What to do → Write the listing out again verbatim, leaving nothing out.

---- Source data

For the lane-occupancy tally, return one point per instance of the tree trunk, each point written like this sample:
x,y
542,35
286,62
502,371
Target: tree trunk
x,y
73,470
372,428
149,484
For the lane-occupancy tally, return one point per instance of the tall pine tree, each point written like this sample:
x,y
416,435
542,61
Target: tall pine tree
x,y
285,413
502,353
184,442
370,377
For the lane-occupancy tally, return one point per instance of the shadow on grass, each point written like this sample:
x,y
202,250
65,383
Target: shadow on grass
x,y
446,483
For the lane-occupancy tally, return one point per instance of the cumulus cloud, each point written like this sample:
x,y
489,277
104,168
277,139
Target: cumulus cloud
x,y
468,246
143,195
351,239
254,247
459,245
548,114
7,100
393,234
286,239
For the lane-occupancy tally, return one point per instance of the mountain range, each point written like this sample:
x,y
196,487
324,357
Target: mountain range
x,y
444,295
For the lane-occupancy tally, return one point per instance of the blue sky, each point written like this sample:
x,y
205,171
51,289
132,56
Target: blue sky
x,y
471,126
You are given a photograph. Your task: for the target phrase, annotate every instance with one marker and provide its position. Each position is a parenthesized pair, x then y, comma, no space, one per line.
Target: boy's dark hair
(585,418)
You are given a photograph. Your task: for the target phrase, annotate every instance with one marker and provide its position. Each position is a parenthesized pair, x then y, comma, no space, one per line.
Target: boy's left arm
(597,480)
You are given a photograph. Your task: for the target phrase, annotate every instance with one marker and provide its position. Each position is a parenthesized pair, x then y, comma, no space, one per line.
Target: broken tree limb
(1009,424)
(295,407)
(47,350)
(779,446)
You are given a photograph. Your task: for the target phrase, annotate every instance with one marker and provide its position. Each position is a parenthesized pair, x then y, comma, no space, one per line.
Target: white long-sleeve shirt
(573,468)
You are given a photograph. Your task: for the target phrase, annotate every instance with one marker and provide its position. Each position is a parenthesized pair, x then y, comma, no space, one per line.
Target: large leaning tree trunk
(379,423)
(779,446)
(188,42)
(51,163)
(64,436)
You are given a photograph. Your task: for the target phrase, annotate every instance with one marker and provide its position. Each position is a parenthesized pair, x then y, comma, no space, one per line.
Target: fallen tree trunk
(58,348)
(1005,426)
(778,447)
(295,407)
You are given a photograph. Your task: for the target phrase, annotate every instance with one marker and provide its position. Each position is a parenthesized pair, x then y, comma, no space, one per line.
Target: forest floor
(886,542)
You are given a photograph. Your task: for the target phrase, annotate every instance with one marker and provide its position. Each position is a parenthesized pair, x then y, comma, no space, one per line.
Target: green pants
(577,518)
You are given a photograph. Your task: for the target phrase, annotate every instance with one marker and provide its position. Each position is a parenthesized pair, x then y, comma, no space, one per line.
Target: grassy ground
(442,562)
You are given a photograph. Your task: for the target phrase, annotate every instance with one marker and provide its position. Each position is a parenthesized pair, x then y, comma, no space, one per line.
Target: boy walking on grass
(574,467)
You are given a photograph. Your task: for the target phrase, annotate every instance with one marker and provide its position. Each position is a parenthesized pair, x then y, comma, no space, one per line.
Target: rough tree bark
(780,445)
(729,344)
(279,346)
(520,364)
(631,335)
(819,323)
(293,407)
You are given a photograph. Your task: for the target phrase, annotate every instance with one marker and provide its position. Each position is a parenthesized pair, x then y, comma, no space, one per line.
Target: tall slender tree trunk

--------

Response to the exercise →
For the lane-occupancy tally, return one point per instance of the tree trunk, each point written like this sample:
x,y
542,35
286,62
502,371
Target: tree trunk
x,y
73,470
372,428
149,484
For the lane-occupancy tally, return one point per instance of the tall pine tree, each point written like this sample:
x,y
416,435
542,61
Target: tall pine tree
x,y
285,413
502,353
184,442
370,377
For the lane-occupancy tally, return one point per instance of the shadow on grass, each point written like this sample:
x,y
202,250
65,383
Target: shadow on grass
x,y
446,483
For the lane-occupancy tally, return one point per instance of the cumulus cloud, each point written like this sample:
x,y
489,277
104,168
277,139
Target: cumulus cloud
x,y
468,246
143,195
351,239
254,247
459,245
548,114
7,100
393,234
286,239
For the lane-occupancy tally, return one point per instance of the mountain range, each point written like this sample:
x,y
196,487
324,357
Target: mountain range
x,y
444,295
For the lane-occupancy tally, return one point per instance of the blue sky, each point written like this sample:
x,y
205,171
51,289
132,56
Target: blue sky
x,y
471,126
You are given a photograph. Your task: for the target phrase, annotate every instance with one marker and provide its position. Each position is a parenthesized pair, x then y, comma, no space, one per line.
Target: boy's dark hair
(585,418)
You are given a photograph. Your task: for the target phrase, annotate every instance with one marker and provide its position. Each position is a parenthesized pair, x then y, comma, no space, one per line.
Target: boy's left arm
(597,480)
You are given a photograph. Your task: for the target phrase, annotate every instance with one marker and provide its position. Each position is a parenthesized pair, x then y, comma, no space, one per line.
Target: broken tree limb
(1009,424)
(295,407)
(47,350)
(779,446)
You are given a photograph. Your task: for the target phrase, annotate every instance with one marker and provide its position. Each position is a parenthesized pair, x then y, comma, no space, one per line.
Target: white long-sleeve shirt
(573,468)
You are given a photograph. Your task: for the target phrase, annotate every instance with one marker and provide its position. Each position is a parenthesized pair, x then y, comma, no space, one per line.
Target: large leaning tree trunk
(379,423)
(779,446)
(188,42)
(51,163)
(64,436)
You are given a photograph. Your task: for the target phrase, annotate every instance with one marker and provide its position. Each position is a parenthesized pair, x then y, comma, no space, one per line.
Target: fallen tree trunk
(58,348)
(1005,426)
(778,447)
(295,407)
You are given a photograph. Your task: for the target phrase, annotate every instance with one marker and provide its position. Each position is a parenthesized pair, x then y, comma, no space, one per line.
Target: forest floor
(886,542)
You are given a photograph. Your task: for the target phrase, annotate every instance with one marker and provide its position. Each position is a parenthesized pair, x then y, comma, no space, one per line.
Target: green pants
(577,518)
You are given a photograph. Your task: for the target phrase, annotate every instance with one marker and provide its position. Each position is a parenthesized pair, x then y, comma, no space, one per line.
Target: grassy ground
(442,562)
You are given a photograph. Your task: for the target phrase, annotate every instance with one marker and provide its position. Each position is a parenthesized pair, x then y, comma, no space, one per line.
Target: boy walking on grass
(574,467)
You are given a photograph. Your task: for the target phrase, annotate every instance with one marker and provide its position. Each position is a parenthesized pair, x then y, comma, no space, one per line.
Target: rough tree bark
(780,445)
(729,344)
(279,346)
(520,364)
(631,335)
(819,323)
(293,407)
You are given a photograph. Your task: for the target phrase, annotate every instance with one marker and provide its position. Each position is a parenthesized pair, x then y, comma, no space, one per line.
Target: tall slender tree trunk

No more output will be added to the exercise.